# 1 - 2yr old fluffy female Cuddles



## Purrrrfect (Sep 10, 2008)

Cuddles is 1 - 2yrs old black fluffy female and was picked up with a large sore on her head 
and needed a tooth out because of an absess.
She was also spayed.
She was taken in to our local vets as a stray. 
She is a very lovable cat and loves to give kisses and cuddles 
hence why the surgary called her Cuddles. She has been fully vet checked and tested 
negative for FIV & FELV for which she has a certificate.
If you would like lots of love off Cuddles then please contact us at..
[email protected] Thank you.


----------



## MADCAT (Nov 21, 2008)

She is lovely, i hope she gets a loving home real quick xxx


----------



## colliemerles (Nov 2, 2007)

awwwww what a pretty young lady, beautiful, i hope she gets a loving home soon,xxxx


----------



## Guest (Jul 25, 2009)

Wow shes lovely! Hopefully she'll get a nice, loving home x x x


----------



## Purrrrfect (Sep 10, 2008)

Cuddles is still looking.....
═══
Task A: List each distinct poster name that appears in the thread about Cuddles.
Task B: According to the thread about Cuddles, why did the surgery give the cat her name?
Task C: From the thread about Cuddles, quote the passage that starts at the words "# 1 - 2yr old" and stops after "as a stray.".

Given material:
═══
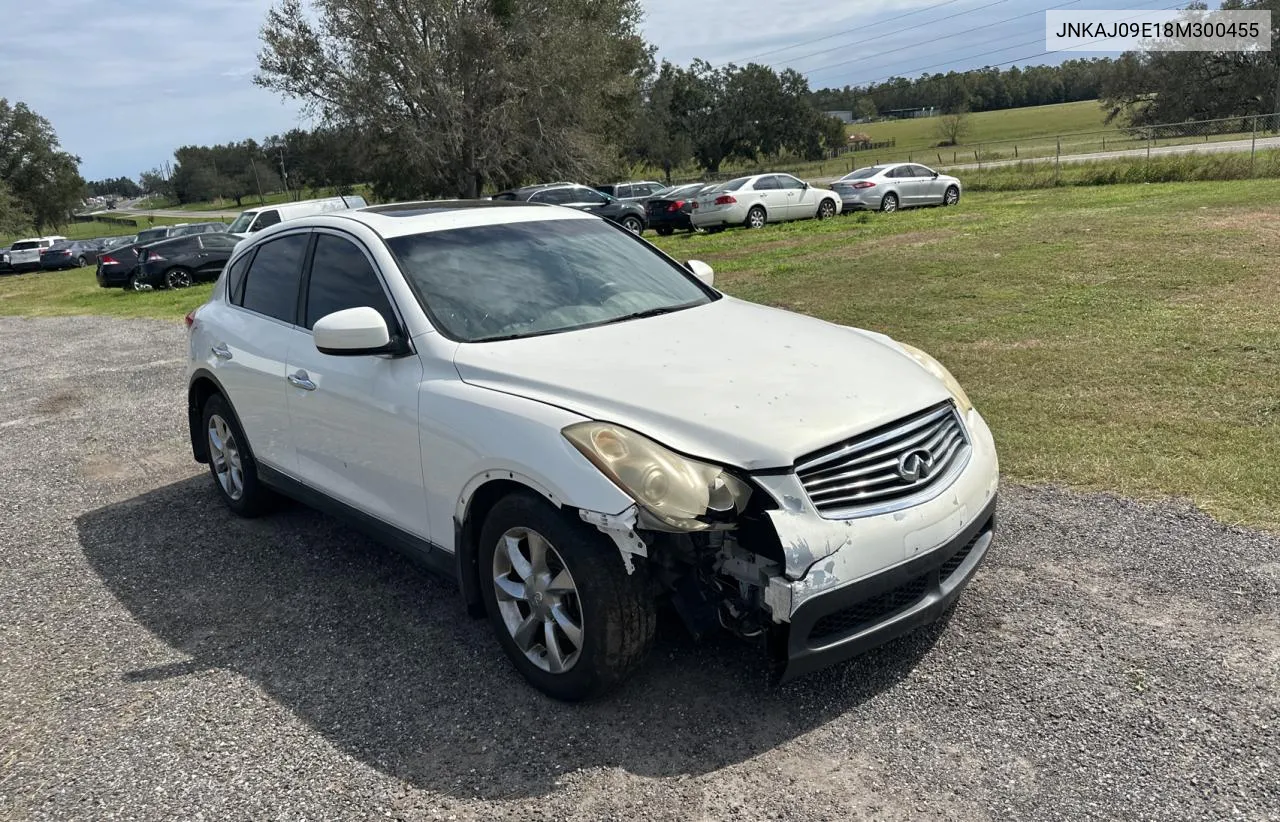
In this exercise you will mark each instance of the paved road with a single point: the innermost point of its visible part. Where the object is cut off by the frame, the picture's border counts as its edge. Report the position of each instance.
(161, 660)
═══
Correct output A: Purrrrfect, MADCAT, colliemerles, Guest

Correct output B: Because she is a very lovable cat who loves to give kisses and cuddles.

Correct output C:
# 1 - 2yr old fluffy female Cuddles



## Purrrrfect (Sep 10, 2008)

Cuddles is 1 - 2yrs old black fluffy female and was picked up with a large sore on her head 
and needed a tooth out because of an absess.
She was also spayed.
She was taken in to our local vets as a stray.